*** Opening of RECORDED INFORMATION ***

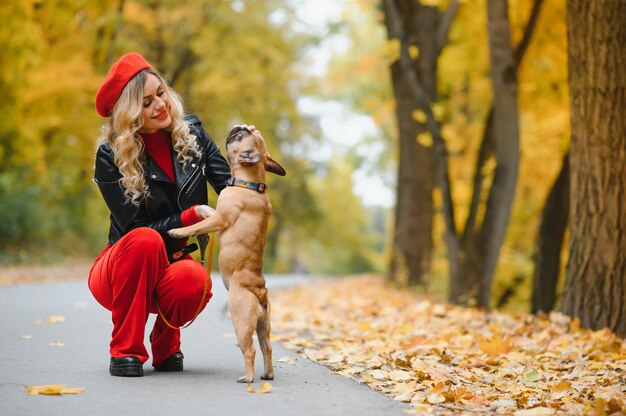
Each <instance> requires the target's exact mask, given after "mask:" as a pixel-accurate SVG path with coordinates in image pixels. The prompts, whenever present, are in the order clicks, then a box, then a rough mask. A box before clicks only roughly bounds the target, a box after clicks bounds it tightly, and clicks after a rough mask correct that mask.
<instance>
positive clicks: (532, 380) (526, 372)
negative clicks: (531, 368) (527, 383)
mask: <svg viewBox="0 0 626 416" xmlns="http://www.w3.org/2000/svg"><path fill="white" fill-rule="evenodd" d="M522 378H523V379H524V381H525V382H527V383H533V382H535V381H539V378H540V376H539V373H538V372H537V370H535V369H532V370H530V371H528V372H526V373H524V375H523V376H522Z"/></svg>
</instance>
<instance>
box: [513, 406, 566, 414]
mask: <svg viewBox="0 0 626 416" xmlns="http://www.w3.org/2000/svg"><path fill="white" fill-rule="evenodd" d="M554 413H556V411H555V410H554V409H550V408H549V407H533V408H532V409H524V410H518V411H517V412H515V413H513V414H514V415H515V416H550V415H553V414H554Z"/></svg>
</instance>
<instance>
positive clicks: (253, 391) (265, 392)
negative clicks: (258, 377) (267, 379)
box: [248, 381, 272, 394]
mask: <svg viewBox="0 0 626 416" xmlns="http://www.w3.org/2000/svg"><path fill="white" fill-rule="evenodd" d="M270 391H272V385H271V384H270V383H268V382H267V381H264V382H263V383H261V386H260V387H259V389H258V390H257V389H255V388H254V387H253V386H252V384H248V392H249V393H256V394H265V393H269V392H270Z"/></svg>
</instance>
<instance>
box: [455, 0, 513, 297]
mask: <svg viewBox="0 0 626 416" xmlns="http://www.w3.org/2000/svg"><path fill="white" fill-rule="evenodd" d="M487 17H488V23H487V25H488V32H489V51H490V61H491V82H492V85H493V94H494V112H493V146H494V153H495V159H496V170H495V174H494V178H493V183H492V185H491V188H490V190H489V196H488V198H487V207H486V211H485V215H484V219H483V223H482V226H481V228H480V230H479V231H478V234H477V235H476V238H475V239H472V240H471V241H469V240H466V241H465V245H464V247H463V249H462V250H461V251H460V254H461V256H462V257H461V258H459V259H456V261H458V262H460V263H461V264H462V265H463V267H458V268H457V270H459V274H458V275H456V276H455V275H451V284H450V289H451V291H450V298H451V300H452V301H453V302H456V303H468V300H470V299H471V298H474V297H476V301H477V304H478V305H479V306H483V307H489V301H490V299H491V287H492V284H493V276H494V274H495V269H496V264H497V260H498V256H499V255H500V248H501V247H502V243H503V241H504V235H505V232H506V229H507V225H508V223H509V218H510V215H511V208H512V206H513V199H514V197H515V187H516V183H517V172H518V166H519V126H518V117H519V115H518V106H517V77H516V67H517V64H516V60H515V57H514V55H513V48H512V46H511V28H510V24H509V18H508V4H507V1H506V0H488V1H487ZM466 230H467V231H470V232H471V230H468V229H466ZM461 270H462V272H461ZM461 273H462V274H461Z"/></svg>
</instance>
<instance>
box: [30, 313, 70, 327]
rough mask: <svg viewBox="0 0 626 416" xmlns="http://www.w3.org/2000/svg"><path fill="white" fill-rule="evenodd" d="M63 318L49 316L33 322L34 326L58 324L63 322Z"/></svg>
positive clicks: (54, 316) (63, 316)
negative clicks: (42, 324) (58, 323)
mask: <svg viewBox="0 0 626 416" xmlns="http://www.w3.org/2000/svg"><path fill="white" fill-rule="evenodd" d="M64 321H65V317H64V316H61V315H50V316H48V317H46V318H43V319H38V320H36V321H35V325H37V326H39V325H41V324H58V323H59V322H64Z"/></svg>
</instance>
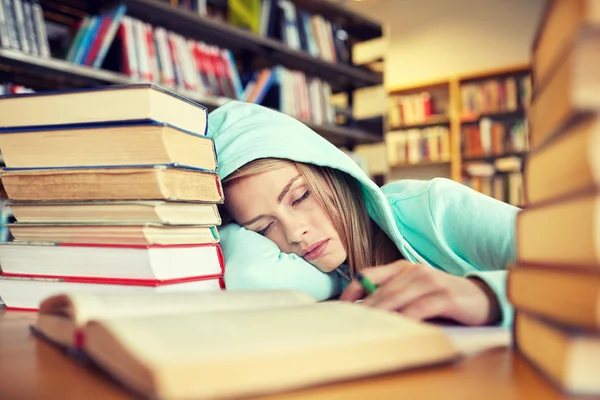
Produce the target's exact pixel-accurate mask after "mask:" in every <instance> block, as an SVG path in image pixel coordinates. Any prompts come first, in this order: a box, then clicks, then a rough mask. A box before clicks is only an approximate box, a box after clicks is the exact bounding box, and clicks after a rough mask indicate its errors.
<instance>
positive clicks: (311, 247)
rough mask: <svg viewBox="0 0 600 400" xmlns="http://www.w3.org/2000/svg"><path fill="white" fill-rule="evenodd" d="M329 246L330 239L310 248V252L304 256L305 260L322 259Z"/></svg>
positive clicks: (317, 243) (309, 248) (327, 239)
mask: <svg viewBox="0 0 600 400" xmlns="http://www.w3.org/2000/svg"><path fill="white" fill-rule="evenodd" d="M328 244H329V239H327V240H322V241H320V242H317V243H315V244H313V245H311V246H310V247H309V250H310V251H307V252H306V253H305V254H304V256H303V258H304V259H305V260H306V261H312V260H316V259H317V258H319V257H321V256H322V255H323V253H325V250H327V245H328Z"/></svg>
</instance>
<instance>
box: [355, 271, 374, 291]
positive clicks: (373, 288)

*** Close of RECORDED INFORMATION ***

THE TASK: Apart from the pictures, the entries above are to be repeated in full and exactly.

TASK RESPONSE:
Each <instance> requires the target's exact mask, given after "mask:" as a pixel-accurate SVG path with coordinates in image pixels. The prompts, whenever present, are in the order clicks, then a box, then a rough mask. A box before clicks only roughly bounds the target, a box after clicks bounds it tightly, and clicks after a rough mask correct that mask.
<instance>
positive clicks: (532, 380) (526, 372)
negative clicks: (531, 368) (527, 383)
mask: <svg viewBox="0 0 626 416" xmlns="http://www.w3.org/2000/svg"><path fill="white" fill-rule="evenodd" d="M522 378H523V379H524V381H525V382H527V383H533V382H535V381H539V378H540V376H539V373H538V372H537V370H535V369H532V370H530V371H528V372H526V373H524V375H523V376H522Z"/></svg>
</instance>
<instance>
box: [513, 406, 566, 414]
mask: <svg viewBox="0 0 626 416" xmlns="http://www.w3.org/2000/svg"><path fill="white" fill-rule="evenodd" d="M554 413H556V411H555V410H554V409H550V408H549V407H533V408H532V409H524V410H518V411H517V412H515V413H513V414H514V415H515V416H550V415H553V414H554Z"/></svg>
</instance>
<instance>
positive clicks: (253, 391) (265, 392)
negative clicks: (258, 377) (267, 379)
box: [248, 381, 272, 394]
mask: <svg viewBox="0 0 626 416" xmlns="http://www.w3.org/2000/svg"><path fill="white" fill-rule="evenodd" d="M270 391H272V385H271V384H270V383H268V382H267V381H264V382H263V383H261V386H260V387H259V389H258V390H257V389H255V388H254V387H253V386H252V384H248V392H249V393H256V394H265V393H269V392H270Z"/></svg>
</instance>
<instance>
box: [455, 0, 513, 297]
mask: <svg viewBox="0 0 626 416" xmlns="http://www.w3.org/2000/svg"><path fill="white" fill-rule="evenodd" d="M487 17H488V23H487V25H488V32H489V51H490V61H491V82H492V85H493V94H494V112H493V146H494V153H495V159H496V170H495V174H494V178H493V183H492V185H491V188H490V190H489V196H488V198H487V207H486V211H485V215H484V219H483V223H482V226H481V228H480V230H479V231H478V234H477V235H476V238H475V239H472V240H471V241H469V240H466V241H465V245H464V247H463V249H462V250H461V251H460V254H461V256H462V257H461V258H459V259H456V261H458V262H460V263H461V264H462V265H463V267H458V268H457V270H459V274H458V275H456V276H455V275H451V284H450V289H451V291H450V298H451V300H452V301H453V302H456V303H468V300H470V299H471V298H474V297H476V301H477V304H478V305H479V306H483V307H489V301H490V299H491V287H492V284H493V276H494V274H495V269H496V264H497V260H498V256H499V255H500V248H501V247H502V243H503V241H504V235H505V232H506V229H507V225H508V223H509V218H510V215H511V208H512V206H513V199H514V197H515V187H516V183H517V172H518V166H519V126H518V117H519V115H518V106H517V77H516V67H517V64H516V60H515V57H514V55H513V48H512V46H511V28H510V24H509V18H508V4H507V1H506V0H488V1H487ZM466 230H467V231H470V232H471V230H468V229H466ZM461 270H462V272H461ZM461 273H462V274H461Z"/></svg>
</instance>
<instance>
box: [30, 313, 70, 327]
rough mask: <svg viewBox="0 0 626 416" xmlns="http://www.w3.org/2000/svg"><path fill="white" fill-rule="evenodd" d="M63 318L49 316L33 322L34 326L58 324L63 322Z"/></svg>
positive clicks: (54, 316) (63, 316)
negative clicks: (42, 324) (58, 323)
mask: <svg viewBox="0 0 626 416" xmlns="http://www.w3.org/2000/svg"><path fill="white" fill-rule="evenodd" d="M64 321H65V317H64V316H61V315H50V316H48V317H46V318H43V319H38V320H36V321H35V325H37V326H39V325H41V324H58V323H59V322H64Z"/></svg>
</instance>
Produce the target's exact pixel-accurate mask after "mask:" in every <instance> block, as an SVG path in image pixel coordinates. Any prompts come first, in this order: a box, then clicks, then a rough mask. A box before clicks is only an approximate box, a box after clicks is the exact bounding box, and clicks after a rough mask indicate its errors.
<instance>
positive clicks: (311, 247)
rough mask: <svg viewBox="0 0 600 400" xmlns="http://www.w3.org/2000/svg"><path fill="white" fill-rule="evenodd" d="M329 246L330 239L310 248V252L304 256L305 260L322 259Z"/></svg>
positive clicks: (317, 243) (309, 248) (327, 239)
mask: <svg viewBox="0 0 600 400" xmlns="http://www.w3.org/2000/svg"><path fill="white" fill-rule="evenodd" d="M328 244H329V239H327V240H322V241H320V242H317V243H315V244H313V245H311V246H310V247H309V250H310V251H307V252H306V253H305V254H304V256H303V258H304V259H305V260H306V261H312V260H316V259H317V258H319V257H321V256H322V255H323V253H325V250H327V245H328Z"/></svg>
</instance>
<instance>
box: [355, 271, 374, 291]
positive clicks: (373, 288)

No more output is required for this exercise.